Adding alpha particles to 56Ni is still exothermic (in isolation)

The elements around 56Ni, 56Fe etc. occupy a special position, in that they are at the peak of curve of binding energy per nucleon.

What that means is if you have a bunch of nucleons and it is possible to rearrange them to form into nuclei of various kinds, then the natural tendency is to minimise the total energy density by maximising the binding energy per nucleon and forming nuclei that are at the peak of the BE per nucleon curve (i.e. the "iron-peak" elements).

Thus, as highlighted in my answer to the question referred to above, whilst it is energetically favourable (i.e. it releases energy) in a a core made of 52Fe, to break an alpha particle off one nucleus and fuse it with another 52Fe nuclei to make 56Ni, the same is not true if the core is made up of 56Ni. i.e. It consumes energy to break an alpha particle out of a 56Ni nucleus and fuse it with another 56Ni nuclei to make 60Zn.

● ● ● ● ● ● ●

» **EXERCISE AIM**: Copy the text on adding alpha particles to 56Ni, beginning at the words "Thus, as highlighted" and stopping after "to make 60Zn.". Swap each "alpha particle" for "helium nucleus".

» **Stored items from a collection**:
● ● ● ● ● ● ●

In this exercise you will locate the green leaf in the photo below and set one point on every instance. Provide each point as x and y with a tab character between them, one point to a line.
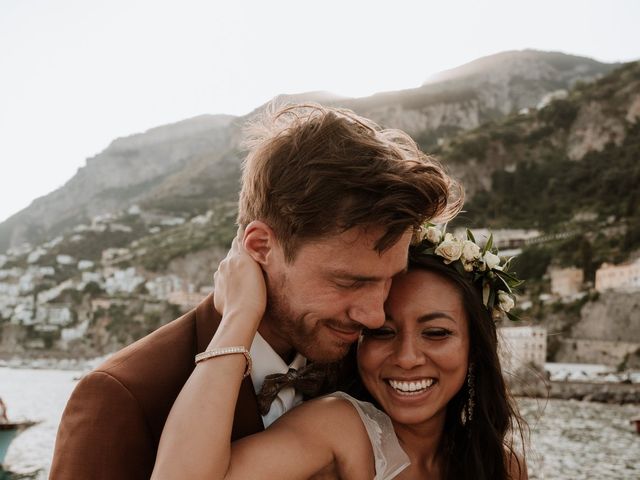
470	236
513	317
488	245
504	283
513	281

● ● ● ● ● ● ●

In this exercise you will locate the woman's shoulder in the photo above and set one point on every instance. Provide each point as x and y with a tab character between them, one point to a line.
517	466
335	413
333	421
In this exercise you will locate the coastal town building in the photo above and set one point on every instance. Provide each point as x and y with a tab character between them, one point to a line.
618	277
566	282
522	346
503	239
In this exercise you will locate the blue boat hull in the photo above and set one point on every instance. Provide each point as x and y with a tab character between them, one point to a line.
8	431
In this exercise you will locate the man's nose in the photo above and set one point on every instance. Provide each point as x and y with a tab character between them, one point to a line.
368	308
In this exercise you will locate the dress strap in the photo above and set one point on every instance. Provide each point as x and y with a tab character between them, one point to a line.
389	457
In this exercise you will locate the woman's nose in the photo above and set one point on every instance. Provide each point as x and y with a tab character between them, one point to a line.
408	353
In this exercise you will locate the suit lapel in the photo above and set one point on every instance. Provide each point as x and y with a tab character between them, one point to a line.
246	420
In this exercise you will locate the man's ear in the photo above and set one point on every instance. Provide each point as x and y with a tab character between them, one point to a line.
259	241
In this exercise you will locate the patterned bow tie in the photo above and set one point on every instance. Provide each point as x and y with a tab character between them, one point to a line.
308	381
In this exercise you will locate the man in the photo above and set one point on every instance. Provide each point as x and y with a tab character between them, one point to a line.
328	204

● ● ● ● ● ● ●

» **THE RESPONSE**:
Thus, as highlighted in my answer to the question referred to above, whilst it is energetically favourable (i.e. it releases energy) in a a core made of 52Fe, to break an helium nucleus off one nucleus and fuse it with another 52Fe nuclei to make 56Ni, the same is not true if the core is made up of 56Ni. i.e. It consumes energy to break an helium nucleus out of a 56Ni nucleus and fuse it with another 56Ni nuclei to make 60Zn.